时间限制:1000MS  内存限制:65535K
提交次数:0 通过次数:0

题型: 编程题   语言: 不限定

Description

Given two string A and B and three kinds of operations as following:
(1)Push_back c            add a character c at the back of string B
(2)Push_front c           add a character c in front of string B
(3)Query                  calculate and output how many times B appears in A
could you calculate and output the right answer for each query?

输入格式

The first line contains the string A ,the second line contains the string B ,the third line contains an integer M (1 <= M <= 2000), expressing the number of operation, Each of the following M lines contains one of the above-mentioned three operations.
total length of the string does not exceed 5000,all character in the input are the lower case Latin alphabet

输出格式

For each query, output a line containing the answer.

输入样例

abcabc
a
5
Query
Push_back b
Query
Push_front a
Query

aaaaa
a
5
Query
Push_back a
Query
Push_front a
Query

输出样例

2
2
0

5
4
3

来源

星尘

作者

admin

一定要注意到的是，

total length of the string does not exceed 5000,

就是所有样例的字符全加起来不会超过5000，其实我觉得这样给数据范围很坑爹。不如一个样例一个样例给我。

一直不敢做，其实就是暴力。

对于每种push，暴力进行。

每种查询，kmp一次。

#include <cstdio>
#include <cstdlib>
#include <cstring>
#include <cmath>
#include <algorithm>
#define IOS ios::sync_with_stdio(false)
using namespace std;
#define inf (0x3f3f3f3f)

● **数据展示**

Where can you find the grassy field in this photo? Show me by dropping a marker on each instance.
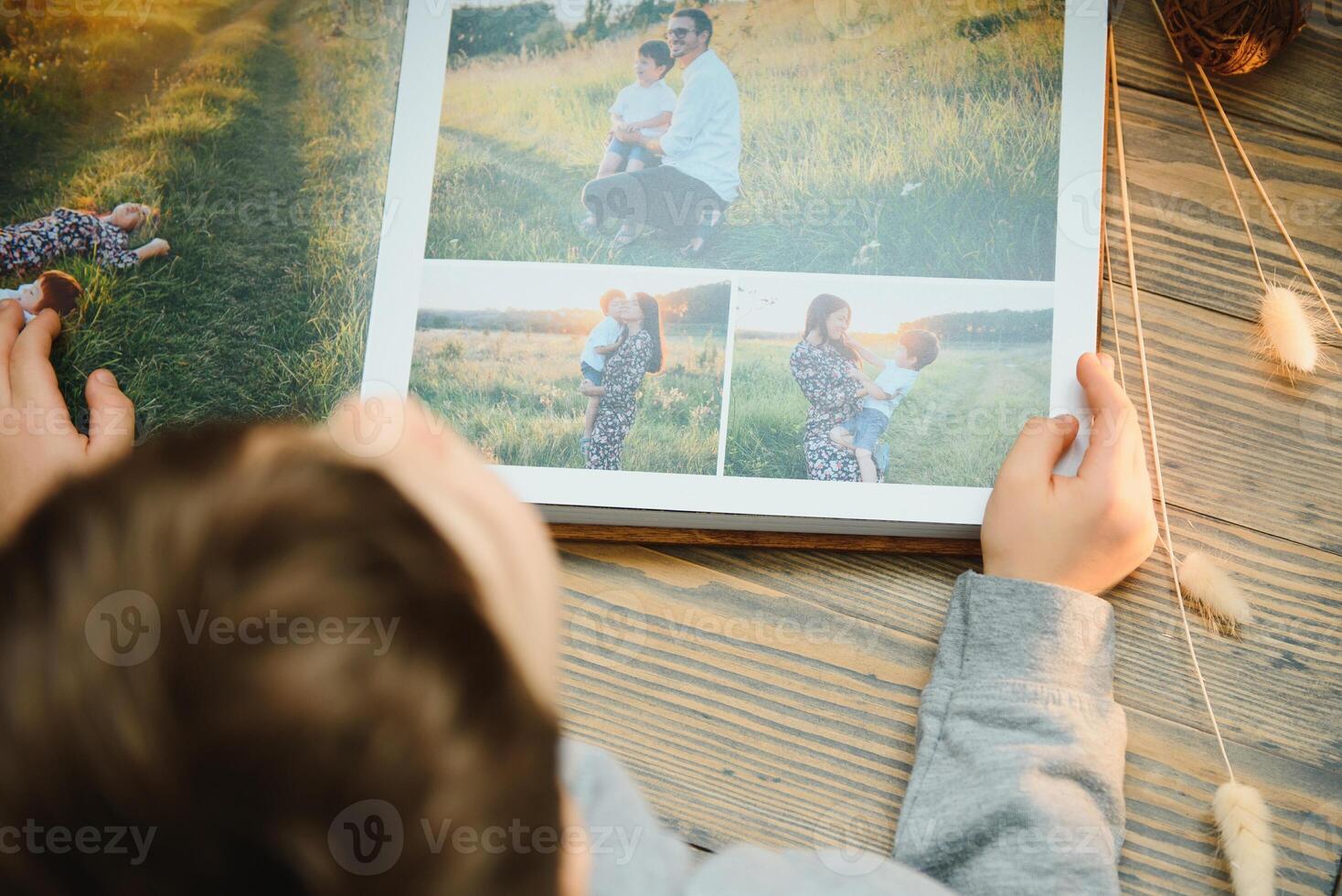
(263, 138)
(961, 101)
(516, 397)
(953, 430)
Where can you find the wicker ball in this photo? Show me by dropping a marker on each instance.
(1233, 37)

● **作业说明**
(a) 请抄写节选中从"The first line"开始、一直到"above-mentioned three operations."为止的部分，一字不改。
(b) 请将清单中的全部文字逐行照原样重新写出，图片不必列入。
节选与清单相互独立，彼此没有关联。

● **逐题解答**
(a)
The first line contains the string A ,the second line contains the string B ,the third line contains an integer M (1 <= M <= 2000), expressing the number of operation, Each of the following M lines contains one of the above-mentioned three operations.

(b)
Where can you find the grassy field in this photo? Show me by dropping a marker on each instance.
(263, 138)
(961, 101)
(516, 397)
(953, 430)
Where can you find the wicker ball in this photo? Show me by dropping a marker on each instance.
(1233, 37)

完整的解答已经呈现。